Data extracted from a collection
■ ■ ■ ■

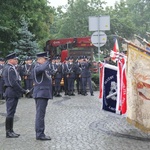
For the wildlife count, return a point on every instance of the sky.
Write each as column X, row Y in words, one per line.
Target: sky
column 57, row 3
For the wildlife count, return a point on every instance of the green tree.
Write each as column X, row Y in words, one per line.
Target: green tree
column 39, row 16
column 25, row 46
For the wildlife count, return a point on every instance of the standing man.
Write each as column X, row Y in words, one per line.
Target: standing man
column 58, row 76
column 86, row 76
column 13, row 92
column 41, row 93
column 27, row 74
column 2, row 63
column 71, row 76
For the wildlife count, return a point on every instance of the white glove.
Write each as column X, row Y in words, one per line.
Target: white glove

■ ■ ■ ■

| Instructions for the task |
Reproduce every record in full. Leave out the images.

| Answer to this problem |
For the wildlife count, return a point on every instance of the sky.
Write each as column X, row Y in words, one per line.
Target: sky
column 57, row 3
For the wildlife count, return a point on every instance of the green tree.
Write each as column X, row Y in words, one per line.
Target: green tree
column 39, row 16
column 25, row 46
For the wildlife count, return a point on every instance of the standing man.
Write each as column X, row Y in words, one per line.
Target: standing man
column 58, row 76
column 86, row 76
column 13, row 92
column 41, row 93
column 27, row 74
column 2, row 63
column 71, row 76
For the wildlife count, return a point on every instance of the white glove.
Write each as column X, row Y in words, one per line.
Target: white glove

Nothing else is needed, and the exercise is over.